━━ Working data ━━

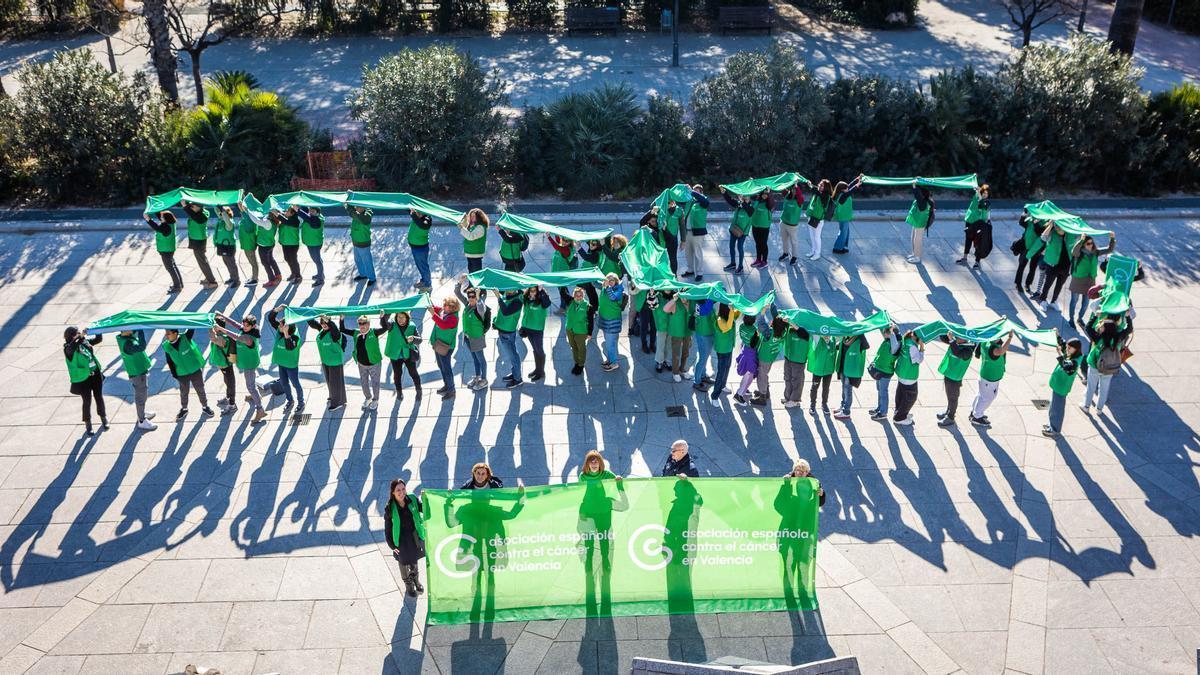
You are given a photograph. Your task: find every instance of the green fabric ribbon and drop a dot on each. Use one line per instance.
(412, 303)
(967, 181)
(151, 320)
(528, 226)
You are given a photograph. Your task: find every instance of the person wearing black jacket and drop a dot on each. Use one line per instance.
(679, 461)
(87, 378)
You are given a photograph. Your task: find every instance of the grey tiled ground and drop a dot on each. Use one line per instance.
(258, 549)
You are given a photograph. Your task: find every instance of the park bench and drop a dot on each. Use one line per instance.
(747, 18)
(593, 19)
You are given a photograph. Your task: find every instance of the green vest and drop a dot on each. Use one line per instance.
(137, 363)
(81, 366)
(991, 369)
(953, 368)
(822, 357)
(185, 354)
(247, 356)
(331, 352)
(165, 243)
(283, 357)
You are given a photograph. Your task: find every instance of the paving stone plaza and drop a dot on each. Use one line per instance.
(261, 548)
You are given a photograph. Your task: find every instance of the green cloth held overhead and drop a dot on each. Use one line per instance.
(528, 226)
(1068, 222)
(774, 183)
(820, 324)
(156, 203)
(298, 315)
(151, 320)
(967, 181)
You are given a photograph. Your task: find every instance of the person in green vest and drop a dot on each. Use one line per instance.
(367, 356)
(695, 231)
(819, 210)
(533, 327)
(289, 240)
(912, 354)
(993, 358)
(360, 243)
(403, 527)
(247, 243)
(843, 204)
(1061, 381)
(197, 240)
(919, 220)
(760, 227)
(225, 239)
(580, 316)
(473, 226)
(419, 243)
(563, 260)
(796, 357)
(1085, 264)
(331, 350)
(403, 350)
(264, 239)
(312, 236)
(186, 366)
(952, 369)
(443, 339)
(882, 368)
(165, 243)
(87, 376)
(977, 226)
(1029, 249)
(513, 248)
(286, 356)
(247, 358)
(477, 321)
(132, 345)
(851, 365)
(725, 335)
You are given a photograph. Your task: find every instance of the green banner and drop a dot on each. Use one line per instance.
(774, 183)
(156, 203)
(1068, 222)
(967, 181)
(412, 303)
(150, 320)
(822, 324)
(621, 548)
(528, 226)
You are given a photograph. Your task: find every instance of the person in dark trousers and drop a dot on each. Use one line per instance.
(403, 526)
(165, 243)
(87, 378)
(679, 461)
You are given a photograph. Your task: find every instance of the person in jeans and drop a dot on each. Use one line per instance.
(286, 356)
(186, 366)
(87, 377)
(165, 243)
(443, 339)
(369, 357)
(402, 348)
(953, 368)
(360, 243)
(883, 366)
(1061, 381)
(912, 353)
(132, 345)
(197, 240)
(419, 243)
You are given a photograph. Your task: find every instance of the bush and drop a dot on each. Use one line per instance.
(431, 123)
(760, 117)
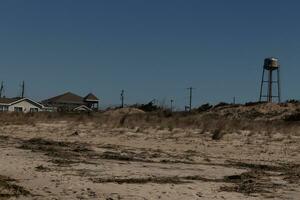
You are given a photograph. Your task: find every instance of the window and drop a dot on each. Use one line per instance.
(34, 110)
(18, 109)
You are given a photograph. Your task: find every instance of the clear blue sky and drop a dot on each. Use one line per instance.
(152, 49)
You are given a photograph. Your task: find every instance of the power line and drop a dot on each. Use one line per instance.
(191, 97)
(122, 98)
(2, 89)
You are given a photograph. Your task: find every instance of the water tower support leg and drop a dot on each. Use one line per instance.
(261, 85)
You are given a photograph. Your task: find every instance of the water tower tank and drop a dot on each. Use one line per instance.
(271, 63)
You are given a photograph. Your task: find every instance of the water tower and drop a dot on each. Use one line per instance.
(271, 67)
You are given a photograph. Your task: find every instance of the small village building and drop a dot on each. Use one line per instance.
(70, 102)
(18, 104)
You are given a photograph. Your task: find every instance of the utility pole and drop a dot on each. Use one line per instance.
(23, 89)
(1, 89)
(191, 97)
(172, 101)
(122, 98)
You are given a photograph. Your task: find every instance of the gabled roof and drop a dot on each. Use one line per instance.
(12, 101)
(82, 108)
(65, 98)
(91, 97)
(8, 100)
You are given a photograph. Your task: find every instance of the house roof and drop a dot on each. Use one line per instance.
(91, 97)
(8, 100)
(12, 101)
(82, 108)
(68, 97)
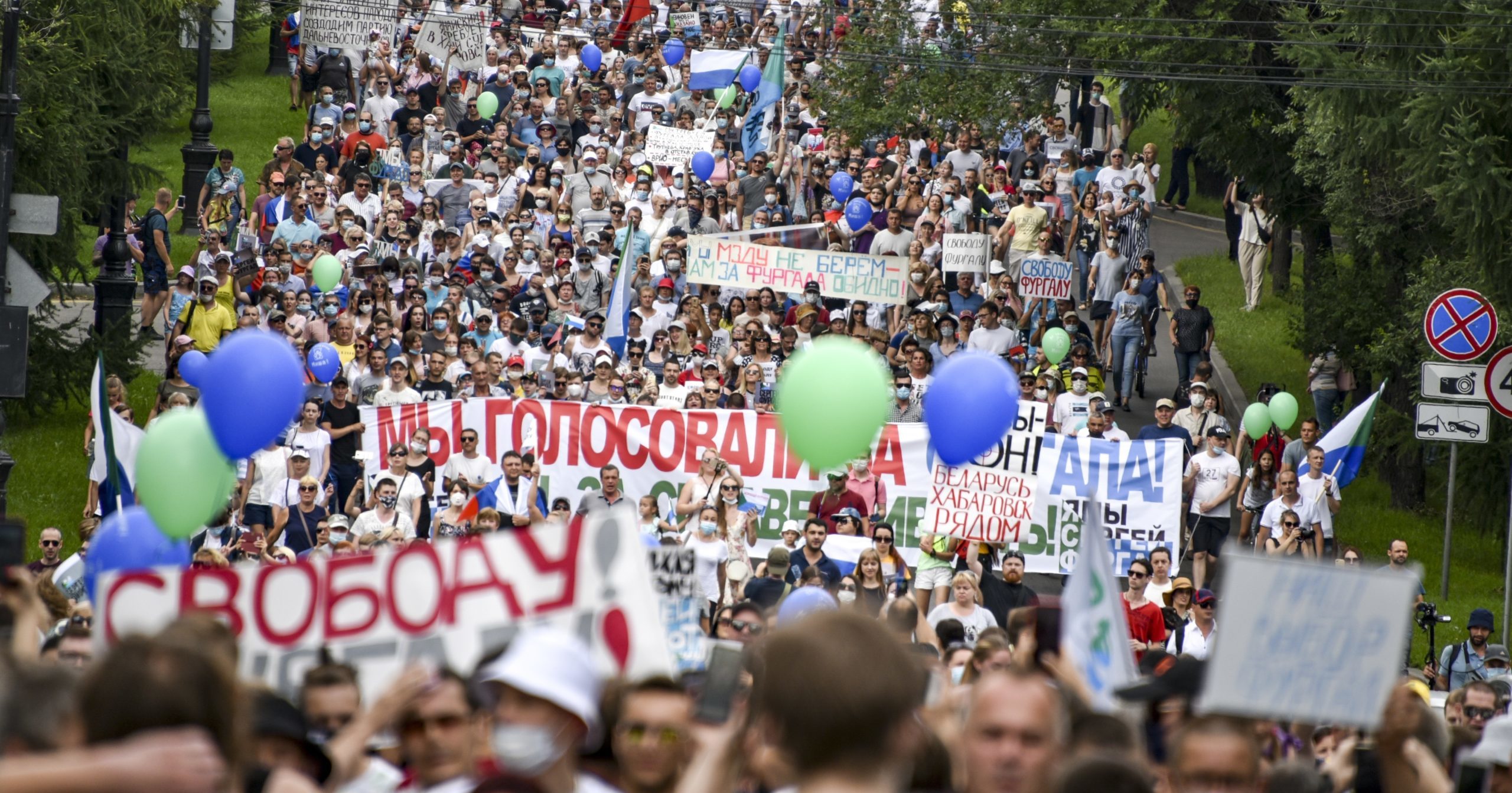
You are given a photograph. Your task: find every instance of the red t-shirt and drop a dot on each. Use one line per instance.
(825, 505)
(1146, 624)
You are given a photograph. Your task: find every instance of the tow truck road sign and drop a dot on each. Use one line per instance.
(1452, 423)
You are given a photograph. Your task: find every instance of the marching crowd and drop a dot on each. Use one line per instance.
(483, 218)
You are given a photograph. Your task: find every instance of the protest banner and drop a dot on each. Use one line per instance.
(1324, 645)
(687, 22)
(1047, 278)
(448, 603)
(965, 253)
(657, 451)
(673, 147)
(991, 499)
(331, 23)
(676, 583)
(741, 266)
(462, 32)
(1139, 494)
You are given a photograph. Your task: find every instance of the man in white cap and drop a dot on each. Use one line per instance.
(545, 710)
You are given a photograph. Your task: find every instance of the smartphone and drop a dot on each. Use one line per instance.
(722, 681)
(1472, 775)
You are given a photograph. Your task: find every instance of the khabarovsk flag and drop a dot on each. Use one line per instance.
(1345, 446)
(755, 135)
(1094, 635)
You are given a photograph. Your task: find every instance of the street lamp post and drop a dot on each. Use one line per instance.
(200, 152)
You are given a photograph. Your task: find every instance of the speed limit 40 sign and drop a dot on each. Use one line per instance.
(1499, 381)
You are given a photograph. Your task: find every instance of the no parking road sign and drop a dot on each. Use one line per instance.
(1459, 325)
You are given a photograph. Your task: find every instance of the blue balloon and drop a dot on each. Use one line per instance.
(672, 52)
(324, 361)
(971, 405)
(703, 165)
(751, 77)
(841, 186)
(592, 56)
(129, 540)
(803, 602)
(858, 213)
(253, 390)
(193, 366)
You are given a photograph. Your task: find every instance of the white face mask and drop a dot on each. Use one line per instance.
(524, 748)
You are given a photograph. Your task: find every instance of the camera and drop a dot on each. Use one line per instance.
(1464, 384)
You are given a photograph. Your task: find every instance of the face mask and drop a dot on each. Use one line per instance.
(525, 750)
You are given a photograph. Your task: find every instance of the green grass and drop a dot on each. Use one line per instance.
(250, 112)
(1256, 347)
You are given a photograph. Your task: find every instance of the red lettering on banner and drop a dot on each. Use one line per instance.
(493, 582)
(605, 417)
(737, 446)
(260, 606)
(190, 596)
(335, 597)
(492, 410)
(888, 461)
(393, 593)
(555, 437)
(702, 425)
(672, 459)
(636, 458)
(146, 579)
(566, 566)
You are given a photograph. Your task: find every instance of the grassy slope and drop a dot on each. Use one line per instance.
(1254, 345)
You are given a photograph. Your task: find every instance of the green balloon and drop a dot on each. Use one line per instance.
(487, 105)
(830, 402)
(182, 477)
(1257, 420)
(327, 272)
(1056, 343)
(1283, 410)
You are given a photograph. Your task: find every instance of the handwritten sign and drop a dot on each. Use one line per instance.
(991, 499)
(1322, 647)
(672, 147)
(448, 602)
(1047, 278)
(965, 253)
(444, 32)
(348, 26)
(840, 274)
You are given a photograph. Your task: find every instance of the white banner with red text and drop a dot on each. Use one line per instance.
(445, 603)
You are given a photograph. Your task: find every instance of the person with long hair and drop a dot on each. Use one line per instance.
(1257, 490)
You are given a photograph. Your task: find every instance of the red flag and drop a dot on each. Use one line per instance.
(634, 12)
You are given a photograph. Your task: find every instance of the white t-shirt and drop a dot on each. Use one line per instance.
(1311, 491)
(708, 556)
(477, 469)
(1270, 518)
(1213, 473)
(997, 340)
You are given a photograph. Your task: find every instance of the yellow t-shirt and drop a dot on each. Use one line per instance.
(1027, 223)
(208, 325)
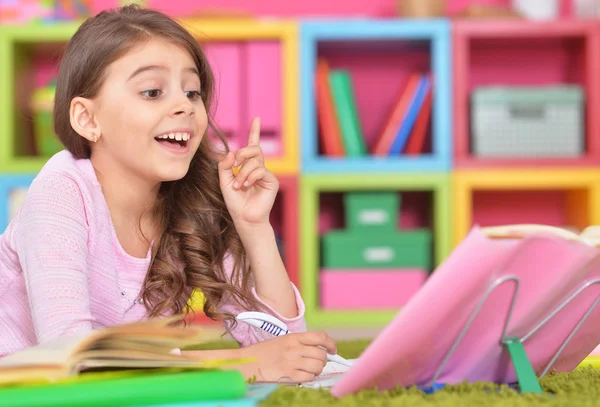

━━━

What you will do - Return the whole listing above word for word, leaving out the pictures.

Output below -
You are given a photograph. Your task: find every instance of the green fabric ribbon and drop a dot on each. Use one line per instance.
(412, 303)
(967, 181)
(151, 320)
(528, 226)
You are given a photograph. Your task: find every instance of the person wearing black jacket and drop a dot on each. Use one line per instance.
(679, 461)
(87, 378)
You are given a photograph. Your task: find every instance of the grey tiled ground and drop a dot on each. Use one line per instance.
(258, 549)
You are given a photograph. Your task: find every instance of the park bench and drop a dot on each. Use one line per instance.
(747, 18)
(593, 19)
You are given a photograph. Your task: find every instance of the green vest and drop a dot on each. Use one line per instance.
(137, 363)
(81, 366)
(991, 369)
(953, 368)
(822, 357)
(185, 354)
(247, 356)
(331, 352)
(165, 243)
(283, 357)
You are given a photograph. Your task: find every instance of the paving stone plaza and drop a dot on each. Use one line per instance.
(261, 548)
You are given a photograph. Your task: find every instance of the green cloth held overhead and drop a dot on each. Use one line per instance.
(528, 226)
(1068, 222)
(774, 183)
(820, 324)
(156, 203)
(298, 315)
(151, 320)
(967, 181)
You are given a photograph. Your task: find every instance of the person in green vest and drop a dot on each. Use one line per instance.
(367, 356)
(695, 231)
(819, 210)
(533, 327)
(289, 240)
(912, 354)
(993, 358)
(360, 243)
(403, 527)
(247, 243)
(843, 204)
(1061, 381)
(197, 240)
(919, 220)
(760, 227)
(225, 239)
(580, 316)
(473, 226)
(419, 243)
(563, 260)
(796, 357)
(1085, 264)
(331, 350)
(403, 350)
(264, 239)
(312, 236)
(186, 366)
(952, 369)
(443, 339)
(882, 368)
(165, 243)
(87, 376)
(977, 226)
(1029, 249)
(513, 248)
(286, 356)
(247, 358)
(477, 321)
(132, 345)
(851, 365)
(725, 335)
You are given a photograph. Your task: find every instance of the green banner and drop a dot on each. Use one line per instance.
(774, 183)
(156, 203)
(1068, 222)
(967, 181)
(412, 303)
(150, 320)
(822, 324)
(621, 548)
(528, 226)
You are given a photograph. Your task: find every instance of the person in dark trousers and drop a dot on each. Use one line per instance.
(403, 526)
(165, 243)
(87, 378)
(679, 461)
You are given a photograph. Your task: find every instance of the person in jeans and drop a dot on each. Use one line per instance.
(286, 356)
(186, 366)
(87, 377)
(165, 243)
(443, 339)
(369, 357)
(402, 348)
(953, 368)
(360, 243)
(883, 366)
(1061, 381)
(912, 353)
(132, 345)
(197, 240)
(419, 243)
You are given a photograph. Your task: find every instance of the bush and drop a dot on each. Use one line per instance.
(431, 123)
(760, 117)
You are given a photograph. Your task: find every instance of the window and drop a dot on each. Use one line per instance.
(34, 110)
(18, 109)
You are given a photograph. Your task: find every instance of the clear blue sky and drop a dot on each. Use one line per instance.
(152, 49)
You are given a photograph. Your task: find every instance of the power line and drop a dot on each. Use one line per instance.
(191, 97)
(122, 98)
(2, 89)
You are given a photograph. Your task: find every instance of the water tower support leg and drop a dot on each. Use one line per instance.
(261, 85)
You are given a photograph. Your task: find every instance of the water tower tank and drop a dot on each. Use one line per instance.
(271, 63)
You are given a photograph. Your task: find every instance of the water tower and drop a dot on each. Use one line per instance.
(271, 67)
You are given a photograph. Your task: find every instance of the small village building and drop a dot on each. Use one line per instance.
(70, 102)
(18, 104)
You are given a photograph. Your task: find every instance of the utility pole and drop a dot on each. Use one line per instance.
(23, 89)
(1, 89)
(191, 97)
(172, 101)
(122, 98)
You are given a photograph. Your task: find every instance of the gabled roof and drop a dot on each. Use one line per instance.
(12, 101)
(82, 108)
(65, 98)
(91, 97)
(8, 100)
You are given a photograph. Your task: find every instance of the house roof and drop a dot on each. Use one line per instance.
(91, 97)
(8, 100)
(12, 101)
(82, 108)
(68, 97)
You are given a photograph. Your task: find every instance of the red t-shirt and drop a dot on each. Use one line per instance.
(825, 505)
(1146, 624)
You are given a photograph. Your task: find every instance of the tow truck road sign and drop a dot on each. Use one line per instance.
(1452, 423)
You are given a photograph. Your task: find every instance of the marching crowd and drop a dot on each. Use one line per instance.
(483, 218)
You are given a photograph. Your task: find every instance of the protest banner and drop a dot on each. Use one line per instance.
(1324, 645)
(687, 22)
(1047, 278)
(448, 603)
(965, 253)
(657, 451)
(673, 147)
(991, 499)
(331, 23)
(676, 583)
(741, 266)
(462, 32)
(1139, 494)
You are given a photograph. Your task: find every instance of the man in white cap and drop a dot on each. Use one line per instance.
(545, 710)
You are given a photograph. Your task: find every instance of the smartphone and drop a dot on each. Use one line per instance.
(722, 681)
(1472, 775)
You are given a photograph. Your task: find every instance of the khabarovsk flag and drop a dot on each. Use one line per instance.
(1345, 446)
(755, 135)
(1094, 635)
You are given a photograph. Your task: find every instance of the street lamp post and drop a dot on each. Use one line per instance.
(200, 152)
You are given a photograph. Your task: find every instance of the speed limit 40 sign and drop a dot on each. Use one line per instance.
(1499, 381)
You are given a photograph. Your task: find every instance of the no parking road sign and drop a dot on each. Use one line per instance.
(1459, 325)
You are given a photograph. Your task: find every instance of the blue balloon and drop a dot on each. Use one line per instance.
(672, 52)
(324, 361)
(971, 405)
(703, 165)
(751, 77)
(841, 186)
(592, 56)
(129, 540)
(803, 602)
(858, 213)
(253, 390)
(193, 366)
You are given a photograph. Your task: find every instance of the white face mask and drop a dot on each. Use one line per instance.
(524, 748)
You are given a photograph. Your task: find every instance of the camera and drop a dot on each. Use one line per instance.
(1464, 384)
You are given a photograph. Your task: find every instance of the face mask and drop a dot on each. Use one line per instance.
(525, 750)
You are given a photograph. Your task: find every instance of the green grass and drop a dot on each. Use one line per instance.
(250, 112)
(1256, 347)
You are given a photograph. Your task: find every instance of the red lettering on banner and drop a dot on each. Use one line per instance.
(493, 582)
(605, 417)
(737, 446)
(260, 606)
(190, 596)
(335, 597)
(492, 410)
(888, 461)
(393, 593)
(555, 437)
(702, 425)
(672, 459)
(636, 458)
(146, 579)
(566, 566)
You are given a photograph. Your task: find every instance of the grassy slope and drop a dot on each. Use one line per instance.
(1254, 345)
You are given a photograph. Your task: find every instance of the green balloon and drop a dot on each. Use one line per instance.
(487, 105)
(830, 402)
(182, 477)
(1257, 420)
(327, 272)
(1056, 343)
(1283, 410)
You are given a photograph. Your task: find every instance of the handwritten sign and drop a dot on each. Use one line per instance.
(991, 499)
(1322, 647)
(672, 147)
(448, 602)
(1047, 278)
(965, 253)
(444, 32)
(348, 26)
(840, 274)
You are given a photograph. Your task: find every instance of the white banner with red text and drop a dot on each. Use one line per instance.
(445, 603)
You are given a photograph. Your task: find every instance of the person with long hair and drop a dot on each. Use one line per instance.
(1257, 490)
You are given a photograph. Your task: find every instance of the red flag and drop a dot on each. Use one line per instance.
(634, 12)
You are given a photograph. Your task: find every instance of the white t-shirt and drop a dot on each. Use one line per instance.
(1311, 491)
(708, 556)
(477, 469)
(1270, 518)
(1213, 473)
(997, 340)
You are given a photograph. Your task: find every instance of the yellow t-shirt and drop a dot on each. Use one line per instance.
(1027, 223)
(208, 325)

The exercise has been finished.